RAW DATA:
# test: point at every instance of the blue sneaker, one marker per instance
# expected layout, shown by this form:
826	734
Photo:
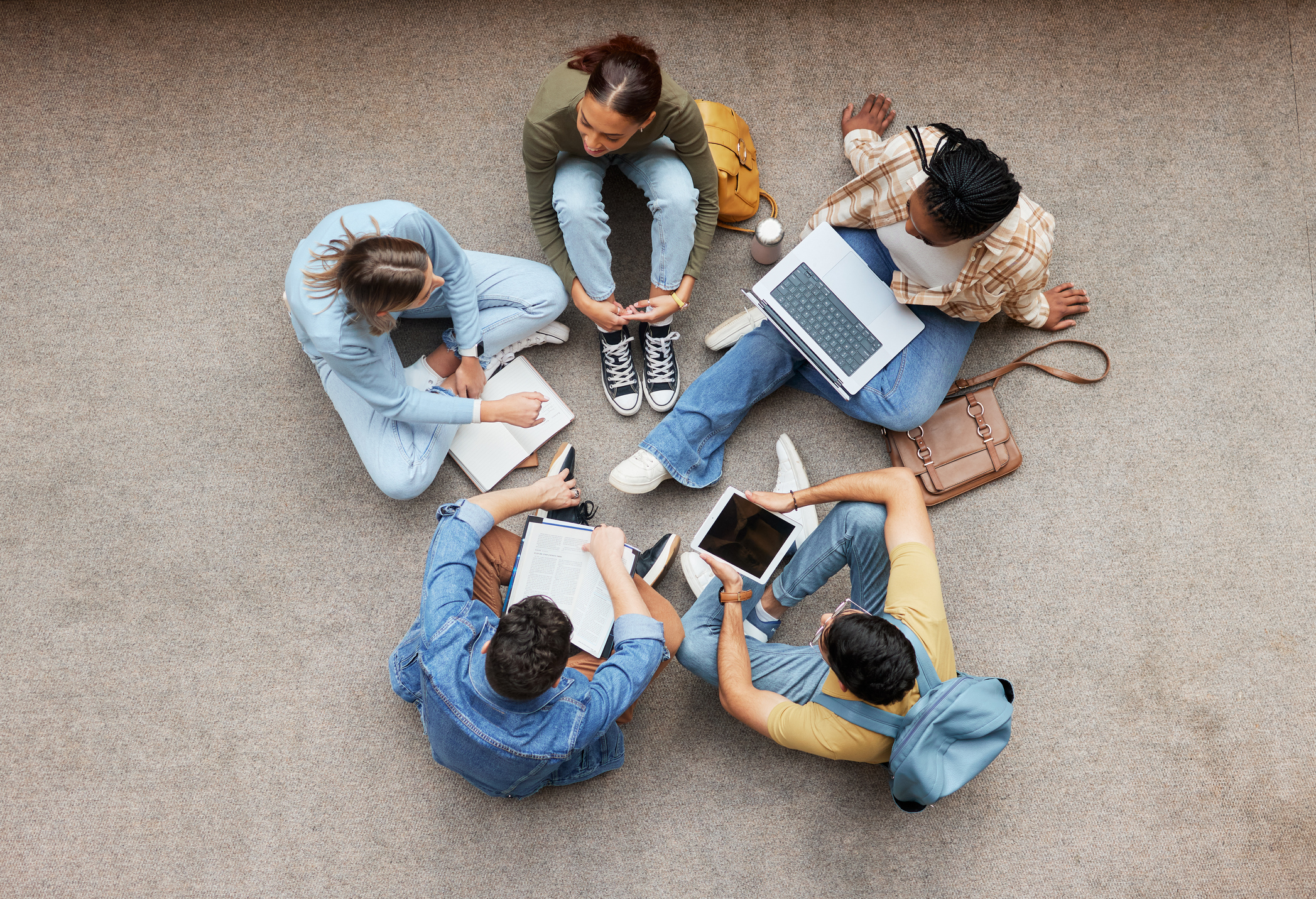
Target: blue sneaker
756	627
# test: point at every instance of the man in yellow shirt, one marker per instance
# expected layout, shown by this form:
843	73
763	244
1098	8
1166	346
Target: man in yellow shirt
881	530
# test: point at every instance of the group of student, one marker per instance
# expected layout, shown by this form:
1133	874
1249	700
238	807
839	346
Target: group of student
506	699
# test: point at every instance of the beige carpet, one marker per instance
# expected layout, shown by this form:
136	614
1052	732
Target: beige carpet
200	585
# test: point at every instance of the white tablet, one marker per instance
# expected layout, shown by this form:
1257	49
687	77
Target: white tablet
746	536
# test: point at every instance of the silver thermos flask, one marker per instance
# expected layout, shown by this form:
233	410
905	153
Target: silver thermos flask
768	241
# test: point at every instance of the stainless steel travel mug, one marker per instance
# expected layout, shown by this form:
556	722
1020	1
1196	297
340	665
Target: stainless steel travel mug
766	246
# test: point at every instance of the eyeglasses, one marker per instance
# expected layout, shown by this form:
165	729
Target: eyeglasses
840	609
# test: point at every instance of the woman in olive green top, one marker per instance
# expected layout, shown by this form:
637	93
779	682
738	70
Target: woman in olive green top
612	106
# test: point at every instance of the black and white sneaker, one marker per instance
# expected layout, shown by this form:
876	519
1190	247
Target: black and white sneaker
653	562
565	460
620	384
662	376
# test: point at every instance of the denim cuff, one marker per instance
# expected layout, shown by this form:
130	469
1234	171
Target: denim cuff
479	520
636	627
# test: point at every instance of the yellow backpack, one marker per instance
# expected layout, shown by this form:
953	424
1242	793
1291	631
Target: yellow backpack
737	168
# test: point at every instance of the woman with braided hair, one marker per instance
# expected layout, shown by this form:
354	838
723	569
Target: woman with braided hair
936	215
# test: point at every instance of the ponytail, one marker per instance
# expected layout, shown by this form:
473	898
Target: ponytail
374	274
624	75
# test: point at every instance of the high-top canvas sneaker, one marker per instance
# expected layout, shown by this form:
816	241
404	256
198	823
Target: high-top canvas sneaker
565	461
662	376
620	384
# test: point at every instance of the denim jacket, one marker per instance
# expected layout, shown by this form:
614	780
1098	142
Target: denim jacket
504	747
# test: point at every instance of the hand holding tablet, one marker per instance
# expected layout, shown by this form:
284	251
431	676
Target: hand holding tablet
746	536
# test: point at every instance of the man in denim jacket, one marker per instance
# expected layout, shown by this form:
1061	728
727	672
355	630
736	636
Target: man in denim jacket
553	717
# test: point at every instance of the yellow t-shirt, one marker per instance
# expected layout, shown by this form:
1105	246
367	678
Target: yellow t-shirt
913	596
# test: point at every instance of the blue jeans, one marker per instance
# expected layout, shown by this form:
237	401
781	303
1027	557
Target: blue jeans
673	199
903	395
516	298
854	535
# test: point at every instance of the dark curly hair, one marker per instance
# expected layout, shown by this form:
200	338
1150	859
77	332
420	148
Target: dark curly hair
971	188
871	657
530	649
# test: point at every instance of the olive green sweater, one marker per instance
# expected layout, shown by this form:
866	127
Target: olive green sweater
552	128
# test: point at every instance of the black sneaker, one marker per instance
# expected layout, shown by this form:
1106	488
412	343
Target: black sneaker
662	377
620	384
565	460
653	562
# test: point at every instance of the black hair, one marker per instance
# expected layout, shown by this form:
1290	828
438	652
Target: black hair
624	75
871	657
969	187
530	649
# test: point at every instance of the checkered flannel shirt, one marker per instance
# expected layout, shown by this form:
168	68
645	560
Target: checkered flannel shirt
1006	271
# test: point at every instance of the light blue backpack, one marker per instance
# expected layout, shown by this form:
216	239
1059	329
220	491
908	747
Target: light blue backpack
952	734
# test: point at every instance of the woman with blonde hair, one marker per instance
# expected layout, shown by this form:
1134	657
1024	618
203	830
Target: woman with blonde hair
366	266
611	104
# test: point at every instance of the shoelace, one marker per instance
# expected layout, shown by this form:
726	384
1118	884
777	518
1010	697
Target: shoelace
585	511
661	357
616	364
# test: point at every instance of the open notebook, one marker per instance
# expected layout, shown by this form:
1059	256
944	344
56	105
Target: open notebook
489	450
552	564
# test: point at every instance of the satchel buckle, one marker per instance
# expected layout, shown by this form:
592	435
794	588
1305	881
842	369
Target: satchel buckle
984	428
924	450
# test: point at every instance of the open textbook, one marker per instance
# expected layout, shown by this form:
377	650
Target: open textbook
489	450
552	564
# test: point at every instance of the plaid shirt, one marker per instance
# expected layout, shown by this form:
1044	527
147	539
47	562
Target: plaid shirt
1006	270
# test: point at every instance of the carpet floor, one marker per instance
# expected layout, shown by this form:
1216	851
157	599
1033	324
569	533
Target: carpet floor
200	585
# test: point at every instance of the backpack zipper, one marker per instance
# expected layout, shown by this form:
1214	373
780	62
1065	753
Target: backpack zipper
910	731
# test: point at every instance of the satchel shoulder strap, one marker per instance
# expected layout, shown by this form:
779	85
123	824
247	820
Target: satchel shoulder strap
1019	364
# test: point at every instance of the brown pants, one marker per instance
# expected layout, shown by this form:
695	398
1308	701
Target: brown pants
494	561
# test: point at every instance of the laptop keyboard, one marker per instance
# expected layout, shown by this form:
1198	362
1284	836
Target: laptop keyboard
827	319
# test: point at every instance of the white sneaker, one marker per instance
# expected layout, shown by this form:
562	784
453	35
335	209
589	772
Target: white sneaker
555	332
639	474
790	476
420	376
733	329
698	574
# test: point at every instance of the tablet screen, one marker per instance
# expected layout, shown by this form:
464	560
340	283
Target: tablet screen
746	536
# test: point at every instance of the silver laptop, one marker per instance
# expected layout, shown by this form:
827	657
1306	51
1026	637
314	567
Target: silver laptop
837	313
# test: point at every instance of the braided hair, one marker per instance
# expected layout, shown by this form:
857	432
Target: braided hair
969	187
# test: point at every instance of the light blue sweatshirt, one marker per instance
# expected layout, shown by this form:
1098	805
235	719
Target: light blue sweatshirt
328	329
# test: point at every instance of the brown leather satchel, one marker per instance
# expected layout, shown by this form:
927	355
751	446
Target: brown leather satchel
967	441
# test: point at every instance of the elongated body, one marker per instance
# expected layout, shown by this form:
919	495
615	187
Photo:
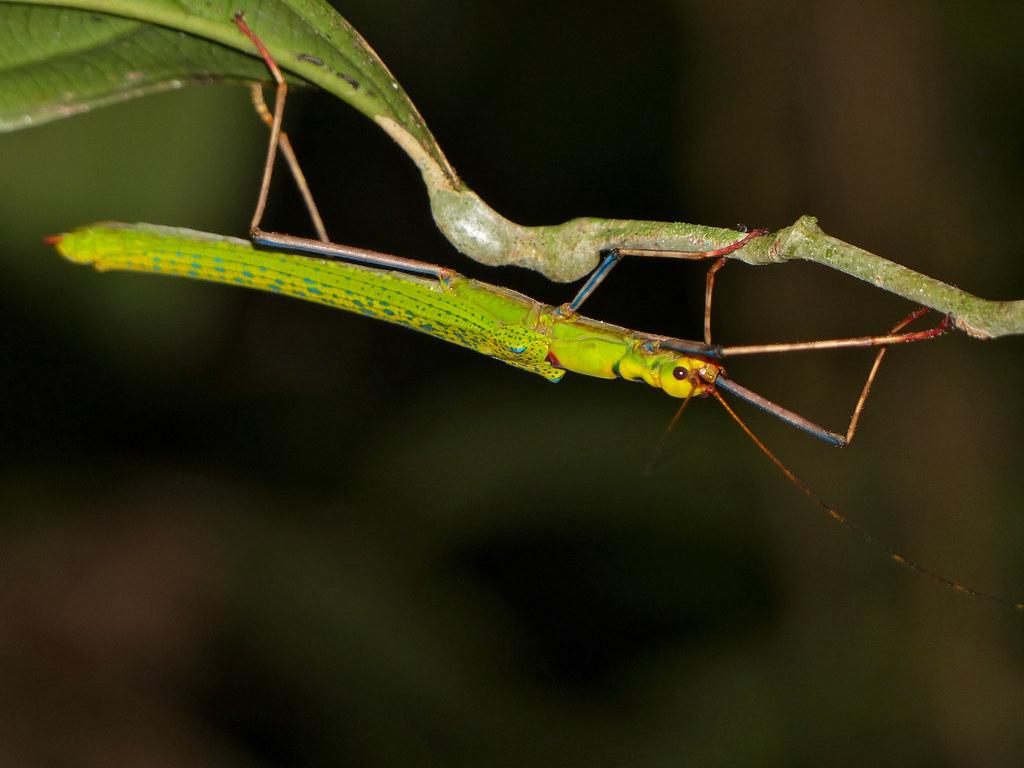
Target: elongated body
491	320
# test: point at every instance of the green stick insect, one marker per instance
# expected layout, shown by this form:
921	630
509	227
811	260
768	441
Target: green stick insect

WRITTEN INSTRUCTION:
Print again, word for word, every line from the line with "# test: point at every instance of the braided" to the final line of the records, inclusive; skip the pictures.

OUTPUT OF THE TASK:
# test: point at every instance of the braided hair, one marker per instance
# expected layout, shown by this form:
857	432
Target: braided hair
969	187
# test: point at every instance of the light blue sweatshirt, one marker per instance
# expected layout, shown by this form:
1098	805
235	719
Target: light blue sweatshirt
328	329
# test: point at every instance of the brown leather satchel, one marker per instance
# expected layout, shown by this form:
927	355
751	446
Target: brown leather satchel
967	441
# test: point at every instance of the elongated body, one marker per instance
# expected layout, shown by this form:
919	495
615	187
Photo:
Target: elongated body
491	320
# test: point at every instance of the green stick insect, one marker per instance
# expected layout, shown by this form:
921	630
509	227
811	260
768	441
Target: green stick insect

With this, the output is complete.